Ein Wust an Dialogen
Kunst, zumal Konzeptkunst, kann viele Gesichter haben. Kann sie auch als Thriller verkleidet daherkommen? Oder doch eher nicht? Joachim Feldmann kommt ins Grübeln …
Am Ende geht alles ganz schnell. Quasi im Eilverfahren klärt die irische Thriller-Autorin Alex Barclay all die rätselhaften Verbrechen auf, über deren Hintergründe sie uns auf den ersten 330 Seiten ihres dritten Romans Weiße Stille gezielt im Dunkeln gelassen hat. Stattdessen dürfen wir Dialoge wie den folgenden lesen: „‚Hier einen Parkplatz zu finden ist Glücksache’, sagte Bob. Er fuhr zum zweiten Mal die Main Street hinauf und bog dann links in die Jefferson Avenue ein. ‚Das kann ein Weilchen dauern.‘ ‚Da vorne ist was frei‘, sagte Ren und zeigte auf einen freien Parkplatz auf der anderen Straßenseite. ‚Stramme Leistung.‘ Bob warf einen Blick dorthin. ‚Genau vor der Eingangstür einer Arztpraxis.‘ ‚Oh …‘ ‚Ja, dann müssen wir wohl weitersuchen.‘ ‚Dann nehmen wir eben den Parkplatz an der Kirche und gehen zu Fuß.‘ Bob fuhr um den Block herum. ‚Eine Runde drehen wir noch … da, sehen Sie? Ein Parkplatz genau vor dem Restaurant.‘ ‚Stramme Leistung.‘ Ren lächelte.“
Der Stoff aus dem Thriller sind …
Dieses Lächeln wird der psychisch eh nicht sehr stabilen FBI-Beamtin Ren Bryce noch vergehen, wenn sie nämlich in dem schmierigen Restaurant, das sie gemeinsam mit dem örtlichen Sheriff aufsucht, einen Cheeseburger bestellt. Aber blenden wir uns kurz aus dem unerfreulichen Berufsalltag einer amerikanischen Bundespolizistin aus und wenden uns einem der Fälle zu, mit denen sie betraut ist. In einem Skigebiet im amerikanischen Bundesstaat Colorado ist eine Frauenleiche aufgetaucht, offenbar das Opfer eines Gewaltverbrechens. Dummerweise ist die Tote unter einer Schneelawine verschwunden, ehe sie von der Polizei geborgen werden kann. Doch Indizien helfen, ihre Identität zweifelsfrei zu ermitteln. Es handelt sich um Jean Transom, die wie Ren Bryce für das FBI arbeitete. Aber niemand scheint zu wissen, was sie in die Bergwelt Colorados geführt hat. Und auch die örtliche Polizei erweist sich als wenig hilfreich. Die Ermittlungsergebnisse bleiben entsprechend spärlich. Zumal Transom offenbar nicht die einzige Person ist, die in den letzten Jahren in der Gegend verschwunden ist.

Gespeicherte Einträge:
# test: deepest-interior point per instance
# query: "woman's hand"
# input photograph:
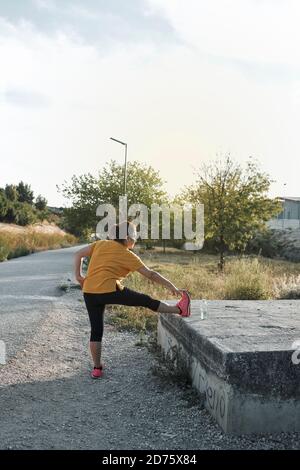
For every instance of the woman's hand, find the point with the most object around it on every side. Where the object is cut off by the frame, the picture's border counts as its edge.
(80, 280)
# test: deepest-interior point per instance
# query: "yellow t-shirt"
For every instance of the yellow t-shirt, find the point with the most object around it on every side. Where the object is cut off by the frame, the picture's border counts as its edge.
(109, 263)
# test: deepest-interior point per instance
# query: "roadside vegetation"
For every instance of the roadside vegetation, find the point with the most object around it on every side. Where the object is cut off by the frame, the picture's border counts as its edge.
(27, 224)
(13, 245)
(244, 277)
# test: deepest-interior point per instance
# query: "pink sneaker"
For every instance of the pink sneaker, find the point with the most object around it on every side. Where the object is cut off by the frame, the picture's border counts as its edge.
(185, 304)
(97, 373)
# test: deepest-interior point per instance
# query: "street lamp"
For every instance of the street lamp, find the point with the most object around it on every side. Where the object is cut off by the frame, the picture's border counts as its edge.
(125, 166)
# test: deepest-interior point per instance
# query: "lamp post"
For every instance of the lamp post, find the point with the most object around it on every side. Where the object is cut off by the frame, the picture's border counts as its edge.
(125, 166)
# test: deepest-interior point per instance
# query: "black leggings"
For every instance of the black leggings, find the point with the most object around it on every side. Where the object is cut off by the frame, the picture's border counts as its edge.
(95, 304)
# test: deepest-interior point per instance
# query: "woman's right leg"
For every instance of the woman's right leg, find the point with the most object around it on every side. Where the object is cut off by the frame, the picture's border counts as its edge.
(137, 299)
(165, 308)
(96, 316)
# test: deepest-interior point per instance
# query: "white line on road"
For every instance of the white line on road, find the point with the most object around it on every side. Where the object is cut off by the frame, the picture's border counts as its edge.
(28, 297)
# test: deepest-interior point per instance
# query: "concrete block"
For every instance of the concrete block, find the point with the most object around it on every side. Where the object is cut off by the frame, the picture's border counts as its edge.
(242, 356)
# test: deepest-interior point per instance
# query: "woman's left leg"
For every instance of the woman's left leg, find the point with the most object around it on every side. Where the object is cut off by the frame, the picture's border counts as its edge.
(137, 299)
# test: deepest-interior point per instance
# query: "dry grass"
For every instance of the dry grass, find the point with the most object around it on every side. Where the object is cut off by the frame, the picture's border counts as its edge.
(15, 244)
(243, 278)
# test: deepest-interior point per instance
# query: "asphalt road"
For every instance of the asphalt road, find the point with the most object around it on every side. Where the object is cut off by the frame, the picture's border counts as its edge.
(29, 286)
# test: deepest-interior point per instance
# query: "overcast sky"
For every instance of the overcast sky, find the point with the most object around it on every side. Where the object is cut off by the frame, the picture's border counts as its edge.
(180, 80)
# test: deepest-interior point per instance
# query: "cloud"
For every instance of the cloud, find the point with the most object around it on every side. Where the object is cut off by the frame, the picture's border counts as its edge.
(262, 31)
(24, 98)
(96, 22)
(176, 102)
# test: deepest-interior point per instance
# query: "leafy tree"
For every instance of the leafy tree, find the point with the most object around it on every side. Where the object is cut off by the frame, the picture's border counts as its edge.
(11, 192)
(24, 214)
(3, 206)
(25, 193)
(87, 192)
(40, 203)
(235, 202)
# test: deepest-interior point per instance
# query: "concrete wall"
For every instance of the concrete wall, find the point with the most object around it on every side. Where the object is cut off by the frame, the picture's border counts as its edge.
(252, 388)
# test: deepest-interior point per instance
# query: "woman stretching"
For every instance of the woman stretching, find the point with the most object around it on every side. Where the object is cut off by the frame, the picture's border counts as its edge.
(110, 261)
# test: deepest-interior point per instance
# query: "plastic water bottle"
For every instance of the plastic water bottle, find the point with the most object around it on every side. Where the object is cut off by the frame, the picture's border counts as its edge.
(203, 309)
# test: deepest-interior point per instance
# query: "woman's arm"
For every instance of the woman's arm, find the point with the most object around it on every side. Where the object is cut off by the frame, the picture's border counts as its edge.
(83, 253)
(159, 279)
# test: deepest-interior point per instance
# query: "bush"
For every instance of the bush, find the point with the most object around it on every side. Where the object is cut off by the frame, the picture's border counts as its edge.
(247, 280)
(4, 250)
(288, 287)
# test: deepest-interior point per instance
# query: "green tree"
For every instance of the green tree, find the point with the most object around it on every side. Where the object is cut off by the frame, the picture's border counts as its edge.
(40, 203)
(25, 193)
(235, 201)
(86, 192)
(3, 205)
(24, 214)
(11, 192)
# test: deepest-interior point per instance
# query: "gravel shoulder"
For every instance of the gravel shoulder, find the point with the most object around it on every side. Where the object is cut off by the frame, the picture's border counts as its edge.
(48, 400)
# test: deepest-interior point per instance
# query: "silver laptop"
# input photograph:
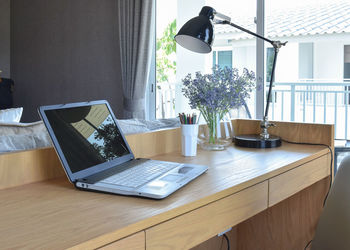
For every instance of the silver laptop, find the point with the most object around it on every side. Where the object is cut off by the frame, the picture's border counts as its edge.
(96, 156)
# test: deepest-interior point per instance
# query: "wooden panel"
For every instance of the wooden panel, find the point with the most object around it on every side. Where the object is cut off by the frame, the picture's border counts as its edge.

▶ **AUFGABE**: Schreib die Buchbesprechung zu „Weiße Stille“ weiter und knüpf dabei direkt an ihren letzten Satz an.

▶ **ANTWORT**:
Das ist schon der Stoff, aus dem man Thriller schneidert, doch leider scheinen Alex Barclay die dazu notwendigen handwerklichen Fähigkeiten irgendwie abhanden gekommen zu sein. So wird ein bei allen genretypischen Ungereimtheiten durchaus ansehnlicher Plot unter einem Wust von Dialogen der oben zitierten Art förmlich begraben. Das bedeutet harte Arbeit für Leser, ohne dass diese entsprechend entlohnt würde. Ein Problem, vor dem offenbar auch kapituliert hat, wer den folgenden, bemerkenswert kryptischen Klappentext verfasste: „Das beliebteste Skigebiet Breckenridge ist ein Urlaubsidyll – bis auf einem Gletscher die schneebedeckte Leiche einer Frau gefunden wird. Die FBI-Agentin Ren Bryce übernimmt die Ermittlungen. Scheinbar ein Routinefall. Doch Ren hat ein psychisches Problem. Aber davon weiß niemand. Eines Morgens findet man sie neben ihren erschossenen Kollegen auf – mit der Mordwaffe in der Hand. Hat Ren tatsächlich ihr ganzes Team auf dem Gewissen? Und warum verschweigt sie, dass die Tote auf dem Gletscher ihre Freundin war?“ Nur die ersten vier Sätze dieser Inhaltsangabe haben tatsächlich etwas mit der Handlung dieses seltsamen Romans zu tun, der Rest ist frei erfunden.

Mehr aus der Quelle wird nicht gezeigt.